§ OBJECTIVE 1
According to the article on the album Krai, at which studio was the album recorded?
§ OBJECTIVE 2
Report each line of the listing that contains the word "bush".

§ EXTRACT PROVIDED
(begin)

Studio album by Olga Bell
- Released: April 29, 2014
- Studio: Machines With Magnets
- Label: New Amsterdam Records / One Little Indian Records

Olga Bell chronology
| Diamonte | Krai | Incitation (EP) |

Singles from Krai
- "Perm Krai" Released: March 3, 2014;

= Krai (album) =

Krai or Край is a full-length studio album by Russian-born New York singer-songwriter Olga Bell. It is her second solo album, and her first release on independent label One Little Indian Records/New Amsterdam Records. An exploration of themes of territory and identity, the album is sung entirely in Russian.

==Title==
The album's title, Krai — Край in the Cyrillic alphabet used to write Russian — can be translated variously as edge, frontier, limit, region, or wilderness. Each song on the album also contains the word Край/Krai in its title, because each one focuses on one of Russia's far-flung края (the plural of край) — administrative districts of Russia, yet another meaning of the word.

==Recording and production==
Krai began as a project Bell put together for the 2011 Ecstatic Music Festival, originally intended as a one-time performance. Following the show, however, she was awarded a grant by the American Composers Forum to create an album based on the initial project.

The songs on the album were written for six voices, four female and two male, but Bell herself performed all six parts. She also played jaw harp and keyboards on the album. Bell's compositions called for cello, electric bass, electric guitar, glockenspiel, kit drums, mallet percussion, and vibraphone players to collaborate with her. Some of the other musicians who contributed to the album were Andrea Lee (cello), Grey McMurray (electric guitar), Jason Nazary (kit drums and other percussion, plus glockenspiel and vibraphone), and Gunnar Olsen (kit drums and other percussion).

Recording took place at Pawtucket, Rhode Island's Machines With Magnets studio. Keith Souza and Seth Manchester performed recording and mixing; Heba Kadry of Timeless Mastering mastered the album.

The lettering and layout for the album cover were designed by Jessica Hische.

==Music and lyrics==
"Krasnodar Krai", the first track on the album, "tells the story of a Cossack warrior riding home" to find 'home' has changed. The Quietus described second track "Altai Krai" as having "the feel of a square dance," while The New York Times noted its use of the throat singing indigenous to the Altai region. Third track "Perm Krai" was characterized as "smooth fusion with art-prog and metal edges, like a chance meeting of Basia, Henry Cow, and Marnie Stern." The album's fourth track "Stavropol Krai" is a "lament" in which archangels meet a sinful soul, according to The New York Times. "Krasnoyarsk Krai", track 5, features eclectic instrumentation "and Bell's ghostly, pitched-down vocals." A "flurry of Rhodes electric piano" is notable in 6th track "Primorsky Krai", also described as melodic. The New York Times review went on to describe how Bell "sobs pridefully" in "Khabarovsk Krai", track 8, with lyrics praising "Russia, Mother Russia, Russian Motherland". The final track on the album, "Kamchatka Krai", features "changing tempos, piercing guitar lines, and ecstatic vocal swoops," has lyrics referencing shamans and percussion instruments, and is also characterized by "combative vocals and shrill electric guitars."

(end)

§ RECORDS TO USE
(begin)

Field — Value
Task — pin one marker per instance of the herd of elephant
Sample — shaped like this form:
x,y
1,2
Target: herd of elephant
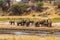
x,y
27,23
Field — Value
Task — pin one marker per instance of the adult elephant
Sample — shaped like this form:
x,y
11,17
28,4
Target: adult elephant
x,y
12,22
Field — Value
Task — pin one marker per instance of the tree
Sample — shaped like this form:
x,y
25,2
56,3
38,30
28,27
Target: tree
x,y
1,3
50,1
39,6
18,9
58,3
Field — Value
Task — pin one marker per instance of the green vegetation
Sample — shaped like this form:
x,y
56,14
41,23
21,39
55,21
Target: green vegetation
x,y
56,19
1,2
18,9
40,6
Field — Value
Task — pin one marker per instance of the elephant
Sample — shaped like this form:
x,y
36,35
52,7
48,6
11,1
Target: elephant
x,y
12,22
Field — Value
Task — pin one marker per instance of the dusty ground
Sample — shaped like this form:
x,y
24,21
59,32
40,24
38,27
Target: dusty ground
x,y
27,37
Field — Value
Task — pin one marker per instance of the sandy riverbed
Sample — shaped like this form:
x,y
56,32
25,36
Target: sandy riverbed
x,y
27,37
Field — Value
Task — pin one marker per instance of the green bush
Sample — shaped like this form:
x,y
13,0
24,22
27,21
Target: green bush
x,y
1,2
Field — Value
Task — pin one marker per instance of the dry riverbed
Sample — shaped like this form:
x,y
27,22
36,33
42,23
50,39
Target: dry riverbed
x,y
27,37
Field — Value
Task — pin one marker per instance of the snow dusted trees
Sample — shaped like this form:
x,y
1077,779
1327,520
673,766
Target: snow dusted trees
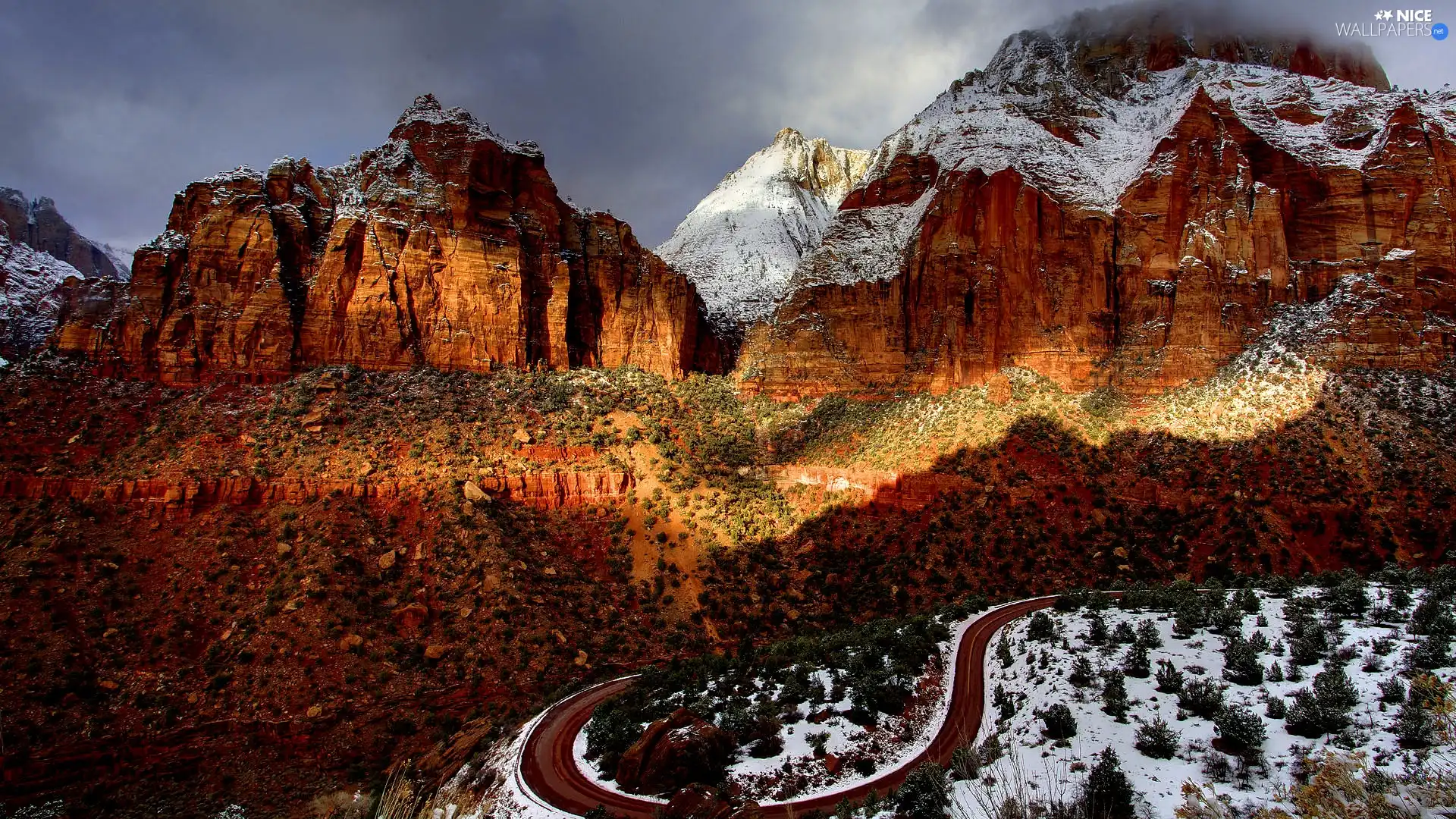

(end)

§ RIGHT ANSWER 1
Machines With Magnets, in Pawtucket, Rhode Island.

§ RIGHT ANSWER 2
Task — pin one marker per instance of the green bush
Target: green bush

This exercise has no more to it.